--- begin Excerpt ---

# Xterm Port



## Lydok (Jun 1, 2009)

I'm trying to build Xterm with Xaw3d support.  Only problem is, there is no "make config" for Xterm where I can set this.  Is there any way to pass configure parameters using the ports infrastructure so that I can customize the Xterm build?

This would apply to any port that needs to be passed configuration parameters but has no "make config".

Thanks!


----------



## ale (Jun 1, 2009)

You should modify the port Makefile.

Look for example at _CONFIGURE_ARGS+=_ and at the _if defined..._


----------



## Lydok (Jun 1, 2009)

ale,

Thanks, that worked like a charm.

One follow-up question:
Will this Makefile be overwritten on subsequent ports tree updates?  I use csup for updating.


----------



## ale (Jun 1, 2009)

Lydok said:
			
		

> ale,
> 
> Thanks, that worked like a charm.


Great, glad to know it.



			
				Lydok said:
			
		

> One follow-up question:
> Will this Makefile be overwritten on subsequent ports tree updates?  I use csup for updating.


Obviously yes.
You may want to ask to the maintainer to include your patch.
Type _make maintainer_ in the port directory to get the address.


----------

--- end Excerpt ---

- [Required task 1]
According to the Xterm port thread, what command, typed in the port directory, gives the maintainer's address?

--- begin Task inputs ---

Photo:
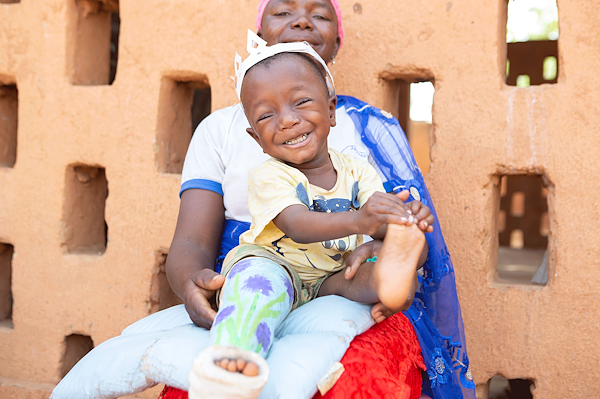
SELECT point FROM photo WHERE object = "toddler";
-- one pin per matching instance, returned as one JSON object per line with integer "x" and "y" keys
{"x": 310, "y": 207}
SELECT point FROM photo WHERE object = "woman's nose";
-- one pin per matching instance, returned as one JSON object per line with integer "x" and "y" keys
{"x": 302, "y": 21}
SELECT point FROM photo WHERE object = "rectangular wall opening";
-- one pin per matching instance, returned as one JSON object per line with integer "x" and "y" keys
{"x": 93, "y": 47}
{"x": 161, "y": 294}
{"x": 532, "y": 42}
{"x": 500, "y": 387}
{"x": 412, "y": 106}
{"x": 6, "y": 298}
{"x": 85, "y": 230}
{"x": 9, "y": 107}
{"x": 76, "y": 347}
{"x": 523, "y": 230}
{"x": 183, "y": 104}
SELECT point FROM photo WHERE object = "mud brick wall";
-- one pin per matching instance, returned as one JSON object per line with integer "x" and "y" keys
{"x": 90, "y": 156}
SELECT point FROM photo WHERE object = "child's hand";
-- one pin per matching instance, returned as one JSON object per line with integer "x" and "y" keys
{"x": 423, "y": 215}
{"x": 383, "y": 208}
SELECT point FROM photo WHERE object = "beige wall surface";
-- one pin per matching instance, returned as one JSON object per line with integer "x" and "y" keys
{"x": 482, "y": 129}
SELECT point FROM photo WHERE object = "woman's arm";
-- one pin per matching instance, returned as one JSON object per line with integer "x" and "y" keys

--- end Task inputs ---

- [Required task 2]
Count the lines of the records that contain the string "wall", treating uppercase and lowercase as different, and reply with the number alone.

- [Exercise solution 1]
make maintainer

- [Exercise solution 2]
3